··· Text passage

Q&A with Command Chief Master Sergeant Kaleth O. Wright 9th Air and Space Expeditionary Task Force
Kevin: You've led and inspired many organizations. In your opinion, how do you define leadership?
Kaleth: I agree with the widely accepted definition that leadership is the art of influencing people to accomplish the mission; however, I think the real emphasis should be on the word "influence". John Maxwell noted that "leadership is influence, nothing more and nothing less". Your ability to motivate, encourage, and inspire others to succeed is what really determines how great of a leader you are. Regardless of rank, age, or stature, if you can influence people you are a true leader.
Kevin: What are some key elements that you contribute to your success?
Kaleth: There have been three key elements that contributed to my success over the years; mentorship, focus, and perserverance. I've had some really good mentors over the years that have helped shape my way of thinking and provided timely and effective guidance at both my highest and lowest points. It's critical to have someone you can trust who takes an interest in your life and career in order to be successful. I knew early on in my career that I wanted to be a Chief and make a difference so I developed the ability to set goals and focus on the things that I thought were important to help me reach those goals. I think most successful people have laser-like focus and can weed out all the white noise and distractions. Life is tough and no one ever said it would be easy to maintain a positive attitude and keep my head high through tough times has been critical to my success. Frederick Douglas once remarked that 'there can be no progress without struggle" and I can personally attest to that!
Kevin: Finding balance between career and family can be challenging. How have you approached this issue in your life?
Kaleth: I didn't always have a good balance when it came to career and family but I've gotten better over the years. It's a conscious effort that you have ensure that you have balance in all areas of your life to include career, family, education, religion, extracurricular activities, etc....It's important to realize that your journey through life is much easier when you include and take care of those most important to you...no one can go it alone!
Kevin: We've heard the term "Filling Squares" in terms of career progression. What is your perspective on this topic?
Kaleth: "Filling Squares" refers to those things that most people perceive you must do in order to get promoted and can range from the basics of obtaining your CCAF degree to being involved in the Wing Top 3 association to completing a special duty tour. The reality is there are certain things you must do to get promoted like obtaining your CCAF degree, completing SNCOA via correspondence, and being an excellent perfomer and leader in your respective job. So in essence, there are certain squares that must be filled to even be considered for promotion; however, everything else is up for debate. There is no magic formula or set of tasks that will guarantee promotion to the senior enlisted ranks. What I recommend to anyone interested in promotions to start early in your career and have a consistent record of outstanding superior performance and leadership both on and off duty. Be innovative, be a mentor to the Airmen in your office as well as the Airmen around your base, take on challenging positions of leadership at work and around the base, always look to improve yourself, maintain excellent fitness, avoid stagnation in the same job or at the same base, and most importantly, be passionate, be driven, and be focused on whatever goals you have set for yourself and your subordinates. If you practice these things promotion will take care of itself!

······
··· Raw data

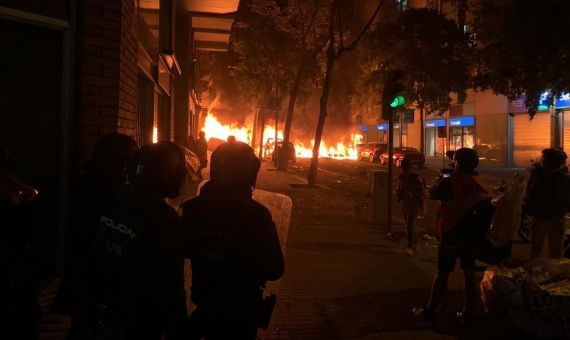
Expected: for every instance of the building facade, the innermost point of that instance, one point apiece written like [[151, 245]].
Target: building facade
[[73, 71], [500, 130]]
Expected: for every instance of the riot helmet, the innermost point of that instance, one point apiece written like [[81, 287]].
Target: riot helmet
[[466, 159], [234, 164], [159, 169], [406, 164]]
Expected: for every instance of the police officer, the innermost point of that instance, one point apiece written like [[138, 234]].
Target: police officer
[[233, 245], [134, 268]]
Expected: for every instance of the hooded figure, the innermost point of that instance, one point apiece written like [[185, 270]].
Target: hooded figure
[[134, 269], [547, 200], [463, 214], [233, 245]]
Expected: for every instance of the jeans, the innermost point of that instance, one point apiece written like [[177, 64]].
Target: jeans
[[409, 220], [551, 228]]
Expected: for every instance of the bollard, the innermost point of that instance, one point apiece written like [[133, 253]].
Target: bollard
[[377, 181]]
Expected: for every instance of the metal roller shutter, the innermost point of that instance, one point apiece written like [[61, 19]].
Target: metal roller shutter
[[530, 137]]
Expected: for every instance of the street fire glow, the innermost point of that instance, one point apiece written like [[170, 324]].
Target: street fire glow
[[343, 149]]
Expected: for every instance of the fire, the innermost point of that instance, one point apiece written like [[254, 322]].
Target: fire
[[343, 149], [338, 151], [214, 129]]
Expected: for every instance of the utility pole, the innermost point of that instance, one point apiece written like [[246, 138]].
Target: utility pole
[[390, 170]]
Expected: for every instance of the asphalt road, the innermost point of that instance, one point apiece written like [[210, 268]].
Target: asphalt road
[[350, 178]]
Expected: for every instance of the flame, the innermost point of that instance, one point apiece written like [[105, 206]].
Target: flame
[[339, 151], [214, 129]]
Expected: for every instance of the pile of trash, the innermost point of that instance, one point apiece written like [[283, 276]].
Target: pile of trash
[[535, 294]]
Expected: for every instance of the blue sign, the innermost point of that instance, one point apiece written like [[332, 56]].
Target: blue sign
[[462, 121], [385, 127], [434, 123], [563, 101], [382, 127]]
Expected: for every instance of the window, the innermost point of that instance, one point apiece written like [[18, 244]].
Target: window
[[148, 25], [402, 5]]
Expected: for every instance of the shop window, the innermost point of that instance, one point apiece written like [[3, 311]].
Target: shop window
[[148, 25]]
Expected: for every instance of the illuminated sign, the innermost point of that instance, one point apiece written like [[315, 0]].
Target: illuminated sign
[[563, 101], [384, 127], [462, 121], [434, 123]]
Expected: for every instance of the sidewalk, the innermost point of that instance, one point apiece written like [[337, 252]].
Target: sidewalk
[[345, 280]]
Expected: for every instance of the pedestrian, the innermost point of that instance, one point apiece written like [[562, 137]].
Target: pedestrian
[[464, 203], [547, 199], [134, 268], [192, 143], [27, 288], [202, 152], [410, 192], [233, 246]]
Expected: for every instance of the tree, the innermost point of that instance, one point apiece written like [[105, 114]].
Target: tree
[[304, 22], [340, 13], [523, 47], [263, 58], [433, 53]]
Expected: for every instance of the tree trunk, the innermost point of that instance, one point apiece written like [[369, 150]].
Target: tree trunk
[[422, 130], [312, 175], [284, 154]]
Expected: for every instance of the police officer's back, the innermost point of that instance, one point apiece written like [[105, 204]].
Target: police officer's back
[[233, 246], [135, 269]]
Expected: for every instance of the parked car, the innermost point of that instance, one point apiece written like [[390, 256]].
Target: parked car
[[418, 159], [370, 151]]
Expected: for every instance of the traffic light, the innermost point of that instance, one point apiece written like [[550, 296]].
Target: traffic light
[[393, 93]]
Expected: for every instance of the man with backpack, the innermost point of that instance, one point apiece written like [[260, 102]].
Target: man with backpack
[[134, 268], [547, 200], [411, 195], [464, 211], [233, 246]]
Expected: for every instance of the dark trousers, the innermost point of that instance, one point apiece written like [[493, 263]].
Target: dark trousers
[[215, 325], [409, 219]]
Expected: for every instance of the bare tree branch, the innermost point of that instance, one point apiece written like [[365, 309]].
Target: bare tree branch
[[352, 46]]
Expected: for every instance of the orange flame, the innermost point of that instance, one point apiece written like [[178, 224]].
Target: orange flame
[[343, 149], [214, 129]]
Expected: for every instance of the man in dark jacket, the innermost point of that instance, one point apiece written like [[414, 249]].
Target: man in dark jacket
[[233, 245], [134, 268], [547, 200], [460, 195]]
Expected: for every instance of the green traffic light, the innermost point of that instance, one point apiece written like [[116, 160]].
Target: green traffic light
[[397, 102]]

······

* **Directions for this task**: Extend the interview with Command Chief Master Sergeant Kaleth O. Wright above, starting after its final answer on "Filling Squares".

* **Task result**:
Kevin: Who are some of the people that have motivated you in life?
Kaleth: MSgt (Ret) Joseph Winbush has been my greatest mentor and father figure since I arrived at my first duty station. He has motivated me to be the best person I could be and povided an excellent example of what it means to be a professional, a husband, a father, a mentor, and a friend. Other people that have been a psositive influence in my life include my older brother Dwayne Wright, CMSgt (Ret) Kevin Meade, my basketball coaches Tony Jones and MSgt (Ret) Larry Glover, my former wingman and his wife Brigadier General Ricky and Mrs. Charlotte Rupp, fellow CMSgt James Davis and Vicki Gamble, CMSgts (Ret) Ron Draper and Cliff Massey, Maj Charles Fletcher, Maj Darryl Fox, SMSgt (Ret) Denise Bradley and my wonderful wife MSgt (Ret) Tonya Tene Wright!
Kevin: You're an avid reader. What are some of the authors/titles that you have incorporated into your daily regimen?
Kaleth: My Top 10 Professional Reading List Includes: (In no particular order)
1. Leadership: Achieving Life Changing Success from Within-Alford Mc Michael
2. Lead to Succeed: 10 Traits of Great Leadership In Business and Life-Rick Pitino
3. The 21 Irrefutable Laws of Leadership: Follow Them and People will Follow You- John Maxwell
4. It Worked for Me: In Life and Leadership=Colin Powell
5. The Essential Wooden: A Lifetime of Lessons on Leaders and Leadership-John Wooden
6. Quiet Strength: The Principles, Practices, and Priorities of a Winning Life-Tony Dungy
7. Lincoln on Leadership: Executive Strategies for Tough Times-Donald T. Phillips
8. The Effective Executive-Peter F. Drucker
9. Start with Why: How Great Leaders Inspire Everyone To Take Action-Simon Sinek
10. The 5 Levels of Leadership: Proven Steps to Maximize Your Potential-John Maxwell
I have incorporated a little of each of these authors and their philosophies into my daily regimen. Reading keeps me sharp so I try to read 3-4 books a month.
Kevin: Strategically speaking, where do you see the Air Force moving in terms of developing the next generation of leaders?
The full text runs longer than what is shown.